_INSTRUCTIONS_:
(A) In the passage about Texas whiskey, restate the part starting with "Which makes Texas" and going on through "to reflexively obey.", swapping "celebration" for "tribute".
(B) According to the passage about Texas whiskey, what doctorate does Rob Arnold hold?
(C) Carry on the passage about Texas whiskey from where it stops.

Which makes Texas Whiskey a work of passion, expertise, and access, if not detachment and perspective. It’s a celebration of Texas whiskey’s diversity, in terms of what gets made (bourbon, single malt, rye whiskeys, wheat whiskeys, rice whiskeys, and other grains) and how it’s made, and under what circumstances (especially given the state’s huge range of climates, which affects both growing grain and aging barrels). It’s also a celebration of the industry’s youth, which means there are no rules or traditions to reflexively obey.

To use a football metaphor—and there are more than a couple in this book—Texas distillers are like Hal Mumme and Mike Leach when they dreamed up the air raid offense: surprising, innovative, and viewed with skepticism by the game’s establishment. There are distilleries that use rainwater, distilleries that have adopted French winemaking techniques, and distilleries run by guys with advanced degrees in both chemistry and farming.

Martini spent much of the past two years visiting his subjects all around the state, and his knowledge and connections give him lots of insight into process, as well as the ability to get the whiskey makers talking. And in some cases, writing: there are first-person essays from the likes of Garrison, Chris Seals of Still Whiskey, and Firestone & Robertson’s Rob Arnold, who has a doctorate in plant breeding and genetics from Texas A&M. There are also sidebars and interstitial sections covering Texas malting houses and a seed company, plus a final section of shopping/eating/drinking recommendations for regions covered.

_RECORD SET_:
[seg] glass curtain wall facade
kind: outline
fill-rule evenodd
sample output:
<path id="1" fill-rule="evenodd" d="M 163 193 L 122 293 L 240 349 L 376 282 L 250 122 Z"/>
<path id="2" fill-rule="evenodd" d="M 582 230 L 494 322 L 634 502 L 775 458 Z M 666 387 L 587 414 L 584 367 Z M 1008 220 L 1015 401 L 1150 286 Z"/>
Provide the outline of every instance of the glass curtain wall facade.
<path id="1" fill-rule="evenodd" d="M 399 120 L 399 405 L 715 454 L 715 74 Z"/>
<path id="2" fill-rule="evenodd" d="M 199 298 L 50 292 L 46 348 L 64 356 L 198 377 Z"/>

_EXERCISE ANSWERS_:
(A)
Which makes Texas Whiskey a work of passion, expertise, and access, if not detachment and perspective. It’s a tribute of Texas whiskey’s diversity, in terms of what gets made (bourbon, single malt, rye whiskeys, wheat whiskeys, rice whiskeys, and other grains) and how it’s made, and under what circumstances (especially given the state’s huge range of climates, which affects both growing grain and aging barrels). It’s also a tribute of the industry’s youth, which means there are no rules or traditions to reflexively obey.

(B) A doctorate in plant breeding and genetics from Texas A&M.

(C)
The book seems written for a fairly savvy readership, one that knows not only something as remedial as the fact that bourbon doesn’t have to come from Kentucky, but also what they already like in a whiskey based on mash bills, distillation styles, and tasting notes like “Band-Aids” or “Atomic Fireball up front” or “sotol.” It’s also not necessarily a consumer guide. With a few exceptions, no one bottle is more recommended than any other (let alone not recommended) and there’s no real frame of reference for new whiskey enthusiasts (i.e., “if you’re usually buying Maker’s Mark, try this!”).

Martini also assumes that anyone shelling out 35 bucks for this book already knows the backstories, some more convoluted and controversial than others, of such quintessential Texas distilleries as Garrison Brothers, Balcones, and Firestone & Robertson. At one point in the Garrison chapter, Martini writes “polarizing whiskey be damned” sans explanation; it took a little research to learn that veteran Kentucky bourbon writers Fred Minnick and Lew Bryson included Garrison Brothers’ Cowboy Whiskey on their list of the “10 worst whiskeys of the decade.”  “Polarizing” was their adjective.

The Texceptionalism can also be poured on a bit thick. Dan Garrison’s boast aside, the book gives the impression that Texas and Texas alone is giving Kentucky a run for its money. Martini writes as though Texas is uniquely plucky and tradition-busting, when innovations are also happening in other states. It’s just that Texas has a whole lot more of everything. (And, to be fair, it’s a Texas book.)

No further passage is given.